** Begin SUPPLIED RECORDS **

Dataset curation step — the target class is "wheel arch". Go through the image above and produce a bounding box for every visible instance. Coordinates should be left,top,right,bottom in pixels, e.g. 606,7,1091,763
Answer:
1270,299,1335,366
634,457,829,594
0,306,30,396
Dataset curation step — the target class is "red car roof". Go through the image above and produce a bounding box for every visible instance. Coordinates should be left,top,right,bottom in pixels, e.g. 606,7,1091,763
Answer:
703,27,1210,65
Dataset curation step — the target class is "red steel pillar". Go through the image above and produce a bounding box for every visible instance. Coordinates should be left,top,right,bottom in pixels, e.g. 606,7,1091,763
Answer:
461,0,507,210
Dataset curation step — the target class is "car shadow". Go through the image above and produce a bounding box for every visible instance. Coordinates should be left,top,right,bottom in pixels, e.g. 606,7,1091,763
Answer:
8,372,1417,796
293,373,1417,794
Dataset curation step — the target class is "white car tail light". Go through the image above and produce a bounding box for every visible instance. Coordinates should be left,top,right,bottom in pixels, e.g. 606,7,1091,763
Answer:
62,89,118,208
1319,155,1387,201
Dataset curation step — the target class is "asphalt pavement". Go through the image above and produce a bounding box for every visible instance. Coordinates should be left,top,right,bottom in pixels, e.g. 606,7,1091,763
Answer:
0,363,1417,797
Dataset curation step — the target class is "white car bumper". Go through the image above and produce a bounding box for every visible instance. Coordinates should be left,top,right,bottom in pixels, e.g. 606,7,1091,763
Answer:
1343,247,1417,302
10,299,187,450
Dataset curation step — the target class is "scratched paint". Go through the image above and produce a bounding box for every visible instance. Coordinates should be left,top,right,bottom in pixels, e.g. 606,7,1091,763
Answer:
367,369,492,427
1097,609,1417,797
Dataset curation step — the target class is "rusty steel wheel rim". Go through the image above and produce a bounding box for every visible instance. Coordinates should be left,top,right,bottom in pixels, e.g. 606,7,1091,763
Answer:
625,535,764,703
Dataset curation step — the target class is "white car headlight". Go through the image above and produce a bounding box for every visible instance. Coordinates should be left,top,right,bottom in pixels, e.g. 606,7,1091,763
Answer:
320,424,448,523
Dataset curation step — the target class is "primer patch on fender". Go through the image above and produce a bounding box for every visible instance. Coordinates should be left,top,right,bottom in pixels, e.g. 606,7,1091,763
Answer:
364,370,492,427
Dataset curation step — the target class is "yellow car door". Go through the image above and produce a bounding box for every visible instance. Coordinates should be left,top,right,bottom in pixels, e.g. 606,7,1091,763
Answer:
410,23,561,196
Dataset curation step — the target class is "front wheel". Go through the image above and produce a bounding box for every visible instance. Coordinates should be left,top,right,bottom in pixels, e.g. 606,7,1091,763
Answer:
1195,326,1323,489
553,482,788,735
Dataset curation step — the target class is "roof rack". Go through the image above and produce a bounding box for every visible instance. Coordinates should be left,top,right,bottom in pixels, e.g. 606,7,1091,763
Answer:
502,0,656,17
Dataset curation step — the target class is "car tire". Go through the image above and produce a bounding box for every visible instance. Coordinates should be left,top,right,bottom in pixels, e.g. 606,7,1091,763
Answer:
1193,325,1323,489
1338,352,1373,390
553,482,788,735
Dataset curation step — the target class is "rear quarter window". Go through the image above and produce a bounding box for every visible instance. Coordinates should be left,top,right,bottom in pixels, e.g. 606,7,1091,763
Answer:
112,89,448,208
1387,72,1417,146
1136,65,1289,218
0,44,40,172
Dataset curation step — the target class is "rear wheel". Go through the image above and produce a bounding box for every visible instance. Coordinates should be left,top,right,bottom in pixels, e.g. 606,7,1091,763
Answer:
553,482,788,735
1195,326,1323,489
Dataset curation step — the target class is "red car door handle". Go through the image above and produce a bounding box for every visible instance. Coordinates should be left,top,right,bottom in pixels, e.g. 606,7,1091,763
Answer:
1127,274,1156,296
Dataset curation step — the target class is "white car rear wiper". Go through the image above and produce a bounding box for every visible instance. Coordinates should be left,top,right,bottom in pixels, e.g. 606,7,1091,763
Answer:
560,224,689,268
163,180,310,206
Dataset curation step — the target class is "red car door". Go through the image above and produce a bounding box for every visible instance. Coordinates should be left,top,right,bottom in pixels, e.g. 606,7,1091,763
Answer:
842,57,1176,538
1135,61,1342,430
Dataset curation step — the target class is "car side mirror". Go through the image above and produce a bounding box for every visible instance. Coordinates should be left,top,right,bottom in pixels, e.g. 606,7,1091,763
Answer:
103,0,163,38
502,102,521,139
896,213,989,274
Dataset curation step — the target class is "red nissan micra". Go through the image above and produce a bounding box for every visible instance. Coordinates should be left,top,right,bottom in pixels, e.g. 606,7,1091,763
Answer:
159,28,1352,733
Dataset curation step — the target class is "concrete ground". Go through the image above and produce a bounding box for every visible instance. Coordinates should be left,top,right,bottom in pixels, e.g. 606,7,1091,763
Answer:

** End SUPPLIED RECORDS **

Copy all of the records above word for word, without changing anything.

Dataset curation step — the target class is "wheel arch". Go through the image above and produce a bounding box for every visible instance. Coordinates should be left,top,right,bottom in pixels, e.g. 606,7,1091,763
Answer:
1270,299,1335,366
634,457,829,594
0,306,30,396
Dataset curation step — the target class is "red car roof". Go through the image above and produce a bounding box for every visible instance. Coordinates should be left,top,right,bottom in pixels, e.g. 606,7,1091,763
Answer:
703,27,1210,65
Dataset curation step — the target class is "red steel pillar". Go through the image above and produce a bounding box for every visible instance. Coordinates should be left,top,right,bottom in pixels, e.g. 606,7,1091,763
Answer:
461,0,507,210
Dataset curation step — the target class is "car shadow". Go through the image above and produce a bounding box for every visible instance. Coordinates should be left,top,right,bottom in pixels, e.g. 606,7,1091,763
Answer:
8,372,1417,796
293,373,1417,794
Dataset curation step — the target class is "white car tail light". Go through the image above and produce a bounding box for every visible instance. Coordinates should be left,top,right,bottom in pixels, e.g. 606,7,1091,763
Answer:
62,89,118,208
1319,155,1387,201
Dataset curation step — the target class is "asphalt pavement". Go through the image above and produce a bounding box for every visible instance. Coordinates should be left,top,right,bottom in pixels, e.g. 606,7,1091,763
Answer:
0,363,1417,797
Dataset curation step — the target class is "white car bumper". Go through the image above and produce a bounding box for every visible instance. Coordinates should be left,top,right,bottom in pixels, e.g. 606,7,1091,763
Answer:
1343,247,1417,302
10,299,187,450
Dataset curation step — the target class is "scratched paint". Go through the image above and produce a bounding box for every visible instance. Coordinates should be left,top,right,bottom in pixels, e.g. 606,7,1091,763
Answer:
367,369,492,427
1097,609,1417,797
Dataset curation step — the target class is "rusty steel wheel rim". Go through the image above and produce a bounding box for every visible instance. Coordinates should be left,top,right,bottom in pixels, e.g. 606,7,1091,763
Answer:
625,535,764,703
Dataset curation step — the target class is "white car headlight". Go through the image above and produce a bounding box for every visible instance. Coordinates should be left,top,right,bottom in pixels, e.g. 606,7,1091,763
Answer:
320,424,448,523
Dataset curation step — the target class is "primer patch on fender". Go through the image above and produce a bounding box for every visible instance. Coordinates should be left,top,right,bottom in pixels, e.g. 606,7,1091,763
Answer:
364,370,492,427
Dataset curation step — the target class is "yellow car door". Go through the image above and produce a bounding box for every visible instance. Coordinates should be left,top,right,bottom in pixels, e.g. 606,7,1091,763
Answer:
410,23,561,196
Dataset curation step — the target class is "front wheel". Go through the image above and produce a bounding box for every visible instance. Coordinates should be left,top,right,bottom in pixels, e.g. 606,7,1091,763
Answer:
1195,326,1323,489
553,482,788,735
Dataset curation step — the target class is "roof rack". Go through the image above and produce a bounding box for every visible instance. Coordinates should be left,top,right,bottom in pixels, e.g. 606,7,1091,763
Answer:
502,0,656,17
Dataset curation step — the target class is "car tire". Go through the image above and produce a bounding box for every visible instance. Coordinates should be left,top,right,bottom in pixels, e.g. 606,7,1091,763
Answer:
1193,325,1323,489
1338,352,1373,390
553,482,788,735
Dataset curation step — the target class is "rear quarter window". Go through the image above and produce a bounding box for every visible instance. Coordinates should be left,top,right,bottom in pixels, e.g. 606,7,1091,763
Answer:
112,89,448,208
1387,72,1417,146
1136,65,1289,218
0,44,40,172
Dataset curation step — the target class is "rear wheel". Go through the image above and produce a bounding box for every visible instance. Coordinates should be left,top,right,bottom in pixels, e.g. 606,7,1091,763
Answer:
553,482,788,735
1195,326,1323,489
Dataset curation step — the target class is "red car door handle". Go through the image above and produce a bounding box for every visible instance. Coordinates should be left,top,right,bottom in pixels, e.g. 606,7,1091,763
Answer:
1127,274,1156,296
Dataset curation step — the target class is "white car rear wiper". Go through the image above and produce a bounding box for every visible instance. Coordinates should be left,top,right,bottom in pixels, e.g. 606,7,1091,763
Answer:
560,224,689,268
163,180,310,206
Dataset curation step — the target class is "red car door". Go through the image above and produce a bounding box for every visible instance. Coordinates should be left,top,right,bottom in pixels, e.g. 606,7,1091,763
Answer:
842,57,1176,538
1135,61,1342,430
Dataset curation step — the target class is "car side mirror". Go through the image above and produce a bounding box for every visible instance. Coordinates should be left,top,right,bottom in pixels, e.g. 606,7,1091,763
Answer:
103,0,163,38
502,102,521,139
896,213,989,274
Dataset curation step — the target class is "red nissan micra". Go through the image above and produce a bounding box for every visible instance. Coordinates should be left,top,right,bottom in pixels, e.g. 606,7,1091,763
Answer:
159,28,1352,733
Dataset curation step — the target class is "concrete ground". Go through the image above and produce a bounding box for every visible instance. Coordinates should be left,top,right,bottom in pixels, e.g. 606,7,1091,763
Answer:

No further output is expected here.